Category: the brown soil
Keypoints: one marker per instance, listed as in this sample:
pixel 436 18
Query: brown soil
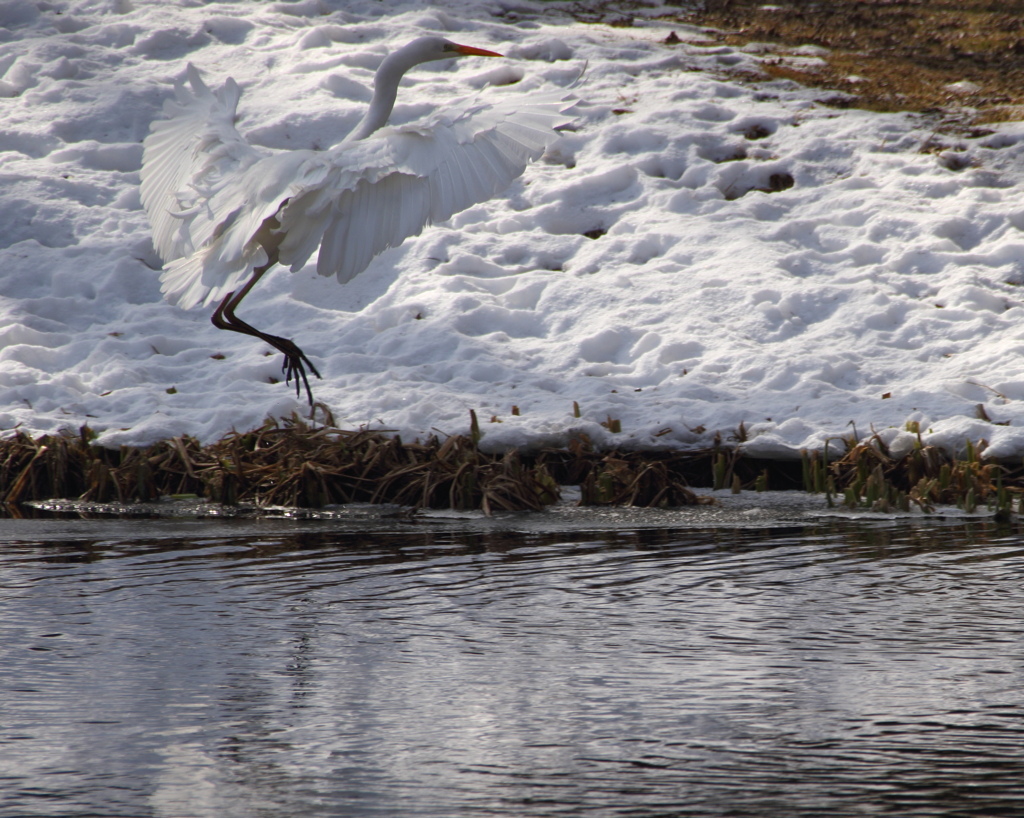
pixel 905 52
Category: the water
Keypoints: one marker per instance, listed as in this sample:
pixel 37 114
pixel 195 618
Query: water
pixel 454 666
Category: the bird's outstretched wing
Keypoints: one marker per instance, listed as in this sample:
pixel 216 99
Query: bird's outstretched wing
pixel 208 191
pixel 381 190
pixel 187 155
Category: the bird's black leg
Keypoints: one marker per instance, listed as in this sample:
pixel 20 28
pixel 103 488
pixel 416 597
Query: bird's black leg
pixel 295 358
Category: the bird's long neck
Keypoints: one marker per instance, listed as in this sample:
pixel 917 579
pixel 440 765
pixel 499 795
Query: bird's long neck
pixel 385 90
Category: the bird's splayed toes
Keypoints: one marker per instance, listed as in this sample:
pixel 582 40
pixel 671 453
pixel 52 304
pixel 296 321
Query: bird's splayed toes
pixel 295 366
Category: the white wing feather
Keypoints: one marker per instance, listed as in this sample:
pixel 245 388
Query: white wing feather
pixel 207 191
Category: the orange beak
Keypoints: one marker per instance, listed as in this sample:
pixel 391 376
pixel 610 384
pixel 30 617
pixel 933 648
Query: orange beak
pixel 468 50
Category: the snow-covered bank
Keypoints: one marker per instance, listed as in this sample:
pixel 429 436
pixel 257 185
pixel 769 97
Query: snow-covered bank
pixel 760 258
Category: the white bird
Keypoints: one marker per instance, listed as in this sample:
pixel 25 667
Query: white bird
pixel 223 212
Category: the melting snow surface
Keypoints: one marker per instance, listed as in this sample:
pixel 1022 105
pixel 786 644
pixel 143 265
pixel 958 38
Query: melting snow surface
pixel 706 248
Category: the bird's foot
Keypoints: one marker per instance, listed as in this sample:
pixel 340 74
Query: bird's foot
pixel 295 364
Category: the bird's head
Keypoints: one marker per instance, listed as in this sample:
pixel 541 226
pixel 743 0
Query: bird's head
pixel 426 49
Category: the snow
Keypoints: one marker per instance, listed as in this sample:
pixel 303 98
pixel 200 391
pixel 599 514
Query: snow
pixel 760 258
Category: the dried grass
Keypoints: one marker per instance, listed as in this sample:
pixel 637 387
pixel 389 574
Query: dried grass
pixel 293 464
pixel 279 464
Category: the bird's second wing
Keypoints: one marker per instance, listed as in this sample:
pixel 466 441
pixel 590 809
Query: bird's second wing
pixel 185 157
pixel 379 191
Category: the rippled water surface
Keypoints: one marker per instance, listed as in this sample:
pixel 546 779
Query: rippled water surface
pixel 179 669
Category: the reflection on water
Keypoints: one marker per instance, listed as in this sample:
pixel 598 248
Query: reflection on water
pixel 836 670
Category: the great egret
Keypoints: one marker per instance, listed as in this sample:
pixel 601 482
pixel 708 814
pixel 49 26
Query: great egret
pixel 223 212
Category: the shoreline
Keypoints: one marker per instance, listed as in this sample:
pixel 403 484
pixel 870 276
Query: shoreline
pixel 294 465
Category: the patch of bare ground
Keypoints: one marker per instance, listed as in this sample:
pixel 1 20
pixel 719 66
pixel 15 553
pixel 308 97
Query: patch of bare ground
pixel 927 56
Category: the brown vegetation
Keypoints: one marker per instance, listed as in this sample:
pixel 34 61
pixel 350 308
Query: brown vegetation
pixel 295 465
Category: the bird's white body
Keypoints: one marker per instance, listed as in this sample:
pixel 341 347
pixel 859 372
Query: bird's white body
pixel 209 194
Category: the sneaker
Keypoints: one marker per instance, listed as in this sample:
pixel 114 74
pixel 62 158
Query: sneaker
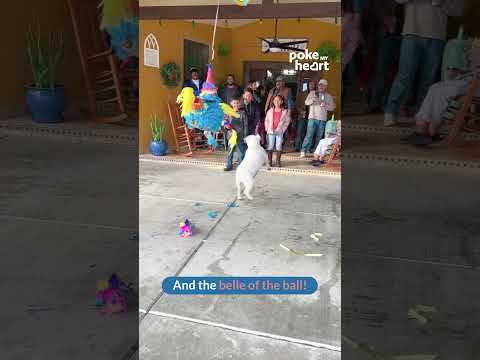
pixel 389 120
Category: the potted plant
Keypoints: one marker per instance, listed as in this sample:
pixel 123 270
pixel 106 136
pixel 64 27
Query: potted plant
pixel 158 145
pixel 45 97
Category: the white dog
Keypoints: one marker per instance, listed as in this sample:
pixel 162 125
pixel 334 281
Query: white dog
pixel 255 158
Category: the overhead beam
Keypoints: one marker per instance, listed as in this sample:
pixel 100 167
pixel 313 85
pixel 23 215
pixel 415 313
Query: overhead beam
pixel 264 11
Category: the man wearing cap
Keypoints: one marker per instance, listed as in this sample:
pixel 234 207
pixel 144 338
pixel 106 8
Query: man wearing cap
pixel 279 89
pixel 320 103
pixel 194 82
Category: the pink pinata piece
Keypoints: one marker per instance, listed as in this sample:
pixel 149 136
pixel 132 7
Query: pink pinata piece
pixel 209 85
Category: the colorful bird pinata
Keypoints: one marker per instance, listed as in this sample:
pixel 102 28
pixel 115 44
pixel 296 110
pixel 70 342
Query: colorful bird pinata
pixel 205 112
pixel 112 295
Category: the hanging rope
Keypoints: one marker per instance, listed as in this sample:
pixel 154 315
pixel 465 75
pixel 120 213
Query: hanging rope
pixel 214 32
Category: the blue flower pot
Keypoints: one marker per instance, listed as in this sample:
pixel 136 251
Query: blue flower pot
pixel 46 105
pixel 158 148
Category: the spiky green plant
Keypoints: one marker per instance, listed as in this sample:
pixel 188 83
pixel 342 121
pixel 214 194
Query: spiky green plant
pixel 158 129
pixel 45 54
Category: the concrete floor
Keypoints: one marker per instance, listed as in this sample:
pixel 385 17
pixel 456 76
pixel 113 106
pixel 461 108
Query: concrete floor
pixel 66 214
pixel 242 241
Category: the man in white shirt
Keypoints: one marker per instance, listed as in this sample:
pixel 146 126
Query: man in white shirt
pixel 319 102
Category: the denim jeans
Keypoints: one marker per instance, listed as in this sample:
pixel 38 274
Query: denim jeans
pixel 240 149
pixel 417 55
pixel 315 129
pixel 301 130
pixel 387 55
pixel 275 141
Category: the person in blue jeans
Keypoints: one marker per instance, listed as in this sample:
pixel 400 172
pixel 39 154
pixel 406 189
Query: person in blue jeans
pixel 302 111
pixel 424 33
pixel 277 120
pixel 320 103
pixel 240 125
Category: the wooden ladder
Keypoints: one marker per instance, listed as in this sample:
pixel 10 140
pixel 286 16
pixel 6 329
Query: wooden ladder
pixel 99 65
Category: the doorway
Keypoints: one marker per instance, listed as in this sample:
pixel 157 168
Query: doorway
pixel 266 72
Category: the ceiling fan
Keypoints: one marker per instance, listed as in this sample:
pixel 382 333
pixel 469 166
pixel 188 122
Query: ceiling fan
pixel 276 46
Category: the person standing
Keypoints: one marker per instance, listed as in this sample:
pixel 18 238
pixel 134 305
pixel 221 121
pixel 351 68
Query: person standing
pixel 194 82
pixel 389 21
pixel 252 112
pixel 230 90
pixel 424 33
pixel 283 91
pixel 240 125
pixel 320 103
pixel 302 115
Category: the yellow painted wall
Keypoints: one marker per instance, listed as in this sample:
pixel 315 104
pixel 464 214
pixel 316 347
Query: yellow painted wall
pixel 245 46
pixel 16 71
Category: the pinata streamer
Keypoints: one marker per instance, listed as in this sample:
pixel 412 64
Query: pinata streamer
pixel 205 112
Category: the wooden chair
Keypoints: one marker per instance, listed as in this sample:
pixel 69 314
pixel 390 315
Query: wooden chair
pixel 184 142
pixel 468 115
pixel 99 65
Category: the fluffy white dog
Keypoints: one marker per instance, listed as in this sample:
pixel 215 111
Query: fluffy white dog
pixel 255 158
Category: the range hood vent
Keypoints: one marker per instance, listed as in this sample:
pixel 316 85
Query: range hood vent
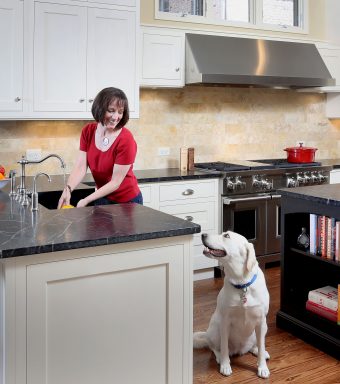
pixel 252 62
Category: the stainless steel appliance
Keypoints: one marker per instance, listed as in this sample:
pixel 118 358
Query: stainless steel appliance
pixel 250 203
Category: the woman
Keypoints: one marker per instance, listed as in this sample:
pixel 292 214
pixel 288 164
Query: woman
pixel 109 150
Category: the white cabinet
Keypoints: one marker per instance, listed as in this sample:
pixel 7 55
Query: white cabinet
pixel 131 3
pixel 334 177
pixel 60 58
pixel 11 48
pixel 88 315
pixel 162 58
pixel 73 49
pixel 194 200
pixel 331 56
pixel 77 52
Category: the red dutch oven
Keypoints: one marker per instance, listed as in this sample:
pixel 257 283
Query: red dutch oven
pixel 300 154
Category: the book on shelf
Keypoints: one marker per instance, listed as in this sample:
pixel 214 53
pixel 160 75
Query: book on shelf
pixel 338 304
pixel 322 311
pixel 326 296
pixel 337 241
pixel 313 235
pixel 324 234
pixel 330 237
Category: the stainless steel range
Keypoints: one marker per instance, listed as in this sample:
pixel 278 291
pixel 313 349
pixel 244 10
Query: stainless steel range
pixel 250 203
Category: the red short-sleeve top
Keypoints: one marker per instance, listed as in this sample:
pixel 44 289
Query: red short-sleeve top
pixel 123 151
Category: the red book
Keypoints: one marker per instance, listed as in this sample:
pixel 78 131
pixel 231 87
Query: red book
pixel 337 241
pixel 322 311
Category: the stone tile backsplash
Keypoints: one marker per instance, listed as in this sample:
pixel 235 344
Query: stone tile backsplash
pixel 221 123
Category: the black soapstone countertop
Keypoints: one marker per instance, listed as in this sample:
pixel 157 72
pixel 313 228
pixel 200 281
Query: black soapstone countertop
pixel 327 194
pixel 23 232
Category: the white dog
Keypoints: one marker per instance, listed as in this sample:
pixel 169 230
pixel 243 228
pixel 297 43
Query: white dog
pixel 238 324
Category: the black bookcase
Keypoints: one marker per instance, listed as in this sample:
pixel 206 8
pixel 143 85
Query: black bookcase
pixel 302 271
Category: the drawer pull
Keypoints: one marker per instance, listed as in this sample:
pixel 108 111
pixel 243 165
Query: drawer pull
pixel 188 192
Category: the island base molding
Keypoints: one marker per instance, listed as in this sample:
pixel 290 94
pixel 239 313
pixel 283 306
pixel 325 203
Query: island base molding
pixel 111 314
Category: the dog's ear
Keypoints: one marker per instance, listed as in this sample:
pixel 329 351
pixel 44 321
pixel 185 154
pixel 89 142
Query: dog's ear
pixel 251 258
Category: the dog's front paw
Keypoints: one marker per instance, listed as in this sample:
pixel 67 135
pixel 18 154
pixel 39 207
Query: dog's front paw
pixel 225 369
pixel 263 372
pixel 255 352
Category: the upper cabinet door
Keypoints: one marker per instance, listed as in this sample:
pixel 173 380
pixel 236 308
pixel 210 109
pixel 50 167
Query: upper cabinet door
pixel 11 48
pixel 126 3
pixel 60 33
pixel 162 59
pixel 112 53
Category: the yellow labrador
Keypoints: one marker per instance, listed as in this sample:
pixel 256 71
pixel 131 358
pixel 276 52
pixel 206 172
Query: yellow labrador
pixel 238 324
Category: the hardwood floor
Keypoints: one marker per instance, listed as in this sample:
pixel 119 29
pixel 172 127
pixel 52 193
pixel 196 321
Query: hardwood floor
pixel 291 360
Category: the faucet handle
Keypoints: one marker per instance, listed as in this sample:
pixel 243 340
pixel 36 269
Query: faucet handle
pixel 35 193
pixel 12 174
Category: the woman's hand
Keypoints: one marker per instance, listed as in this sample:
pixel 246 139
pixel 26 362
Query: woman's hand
pixel 64 198
pixel 82 203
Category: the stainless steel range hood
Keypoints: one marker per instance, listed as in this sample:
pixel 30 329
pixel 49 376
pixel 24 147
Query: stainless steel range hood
pixel 251 62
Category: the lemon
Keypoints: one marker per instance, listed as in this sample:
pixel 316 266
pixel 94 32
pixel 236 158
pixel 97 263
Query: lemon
pixel 67 206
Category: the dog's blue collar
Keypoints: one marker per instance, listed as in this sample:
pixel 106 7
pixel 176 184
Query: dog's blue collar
pixel 246 285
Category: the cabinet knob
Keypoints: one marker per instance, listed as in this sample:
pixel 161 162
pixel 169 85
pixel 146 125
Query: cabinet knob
pixel 188 192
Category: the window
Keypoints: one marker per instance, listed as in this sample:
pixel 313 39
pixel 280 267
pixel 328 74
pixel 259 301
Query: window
pixel 289 15
pixel 281 12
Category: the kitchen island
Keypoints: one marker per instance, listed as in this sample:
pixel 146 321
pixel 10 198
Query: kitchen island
pixel 95 295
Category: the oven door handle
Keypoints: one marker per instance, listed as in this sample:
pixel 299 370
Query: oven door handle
pixel 276 196
pixel 228 201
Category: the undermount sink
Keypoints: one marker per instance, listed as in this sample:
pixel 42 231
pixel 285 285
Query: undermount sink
pixel 50 199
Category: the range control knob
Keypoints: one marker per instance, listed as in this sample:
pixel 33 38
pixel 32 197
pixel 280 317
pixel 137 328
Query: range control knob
pixel 307 177
pixel 291 182
pixel 314 177
pixel 323 178
pixel 300 179
pixel 266 184
pixel 239 183
pixel 257 181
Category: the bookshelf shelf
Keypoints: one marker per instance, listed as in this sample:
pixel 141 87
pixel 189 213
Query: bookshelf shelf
pixel 302 271
pixel 316 257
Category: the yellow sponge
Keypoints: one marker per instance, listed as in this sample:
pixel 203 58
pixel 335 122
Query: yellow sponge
pixel 67 206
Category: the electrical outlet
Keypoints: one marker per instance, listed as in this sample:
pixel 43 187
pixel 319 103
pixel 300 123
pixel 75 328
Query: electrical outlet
pixel 299 142
pixel 163 151
pixel 33 154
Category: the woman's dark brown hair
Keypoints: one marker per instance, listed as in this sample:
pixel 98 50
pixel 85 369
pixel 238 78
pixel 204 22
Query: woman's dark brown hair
pixel 102 101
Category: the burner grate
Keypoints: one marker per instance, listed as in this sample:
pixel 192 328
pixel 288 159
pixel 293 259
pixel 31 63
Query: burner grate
pixel 283 163
pixel 221 166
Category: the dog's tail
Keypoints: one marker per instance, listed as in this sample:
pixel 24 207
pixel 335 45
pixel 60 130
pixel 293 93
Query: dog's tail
pixel 200 340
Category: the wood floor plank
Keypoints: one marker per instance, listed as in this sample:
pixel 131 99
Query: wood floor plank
pixel 291 359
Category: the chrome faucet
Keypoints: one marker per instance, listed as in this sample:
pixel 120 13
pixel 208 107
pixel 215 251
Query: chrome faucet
pixel 35 193
pixel 22 190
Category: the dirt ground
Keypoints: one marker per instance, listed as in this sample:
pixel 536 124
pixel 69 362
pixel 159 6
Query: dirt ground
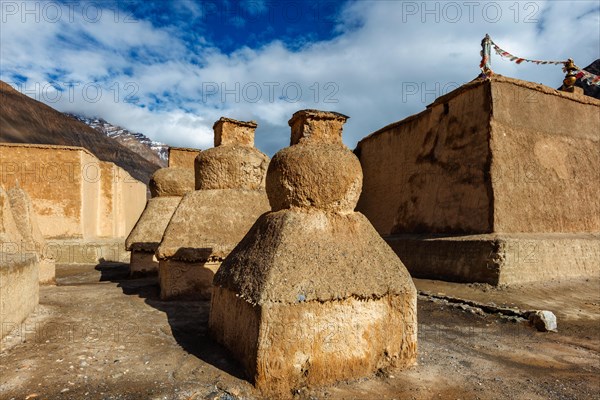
pixel 100 335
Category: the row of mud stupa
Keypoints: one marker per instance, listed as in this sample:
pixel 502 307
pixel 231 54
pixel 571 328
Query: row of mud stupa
pixel 491 183
pixel 303 289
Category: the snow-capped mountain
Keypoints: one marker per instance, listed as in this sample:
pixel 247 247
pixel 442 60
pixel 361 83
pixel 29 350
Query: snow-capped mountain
pixel 155 152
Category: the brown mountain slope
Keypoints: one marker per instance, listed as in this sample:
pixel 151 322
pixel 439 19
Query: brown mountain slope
pixel 25 120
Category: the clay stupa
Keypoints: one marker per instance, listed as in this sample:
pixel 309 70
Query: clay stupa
pixel 167 187
pixel 210 221
pixel 312 294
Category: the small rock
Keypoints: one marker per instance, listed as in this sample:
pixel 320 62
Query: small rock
pixel 544 321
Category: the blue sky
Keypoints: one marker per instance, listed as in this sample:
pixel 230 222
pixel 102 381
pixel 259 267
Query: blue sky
pixel 169 69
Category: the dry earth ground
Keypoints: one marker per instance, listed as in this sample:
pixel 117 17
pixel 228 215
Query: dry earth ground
pixel 100 335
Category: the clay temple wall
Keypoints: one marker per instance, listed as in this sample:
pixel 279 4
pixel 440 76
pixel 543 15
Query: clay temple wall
pixel 494 182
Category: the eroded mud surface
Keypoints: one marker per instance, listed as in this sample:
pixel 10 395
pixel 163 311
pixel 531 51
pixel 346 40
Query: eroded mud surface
pixel 100 335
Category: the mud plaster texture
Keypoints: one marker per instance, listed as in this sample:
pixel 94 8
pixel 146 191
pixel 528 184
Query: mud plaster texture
pixel 210 221
pixel 101 335
pixel 74 195
pixel 312 294
pixel 32 240
pixel 182 157
pixel 19 270
pixel 505 158
pixel 167 187
pixel 148 232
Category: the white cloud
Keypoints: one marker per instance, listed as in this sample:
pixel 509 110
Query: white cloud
pixel 383 48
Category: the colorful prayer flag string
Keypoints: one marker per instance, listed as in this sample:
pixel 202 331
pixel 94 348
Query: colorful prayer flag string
pixel 486 68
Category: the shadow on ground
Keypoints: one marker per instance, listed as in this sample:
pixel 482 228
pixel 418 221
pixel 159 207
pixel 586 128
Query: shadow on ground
pixel 188 319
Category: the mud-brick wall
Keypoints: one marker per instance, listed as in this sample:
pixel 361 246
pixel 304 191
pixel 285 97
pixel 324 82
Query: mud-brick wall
pixel 52 177
pixel 546 159
pixel 497 156
pixel 181 157
pixel 19 290
pixel 122 200
pixel 74 194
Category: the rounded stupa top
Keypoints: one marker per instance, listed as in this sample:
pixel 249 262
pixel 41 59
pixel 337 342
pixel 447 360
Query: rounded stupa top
pixel 234 162
pixel 317 170
pixel 315 125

──────────

§ PROBLEM TO WORK ON:
Write out everything from the start of the records down to the line containing "pixel 207 191", switching each "Query" to "Prompt" and changing nothing else. Leave the pictures out.

§ TASK RESULT:
Category: the brown soil
Keypoints: one marker per instance, listed as in this sample:
pixel 436 18
Prompt: brown soil
pixel 905 52
Category: the water
Keypoints: one marker per instance, listed as in this sample:
pixel 37 114
pixel 195 618
Prompt: water
pixel 454 666
Category: the bird's outstretched wing
Keypoints: one marker per instance, listed as in this sample:
pixel 216 99
Prompt: bird's outstretched wing
pixel 208 191
pixel 381 190
pixel 187 155
Category: the bird's black leg
Keypoints: one marker per instance, listed as in this sample:
pixel 20 28
pixel 103 488
pixel 416 597
Prompt: bird's black leg
pixel 295 358
Category: the bird's long neck
Keypoints: one marker per instance, listed as in this sample:
pixel 917 579
pixel 440 765
pixel 499 795
Prompt: bird's long neck
pixel 385 90
Category: the bird's splayed toes
Keypoints: one marker per instance, listed as in this sample:
pixel 582 40
pixel 671 453
pixel 52 304
pixel 296 321
Prompt: bird's splayed toes
pixel 295 366
Category: the white wing feather
Keypoints: one marker per instance, listed as in this sample:
pixel 245 388
Prompt: white wing feather
pixel 207 191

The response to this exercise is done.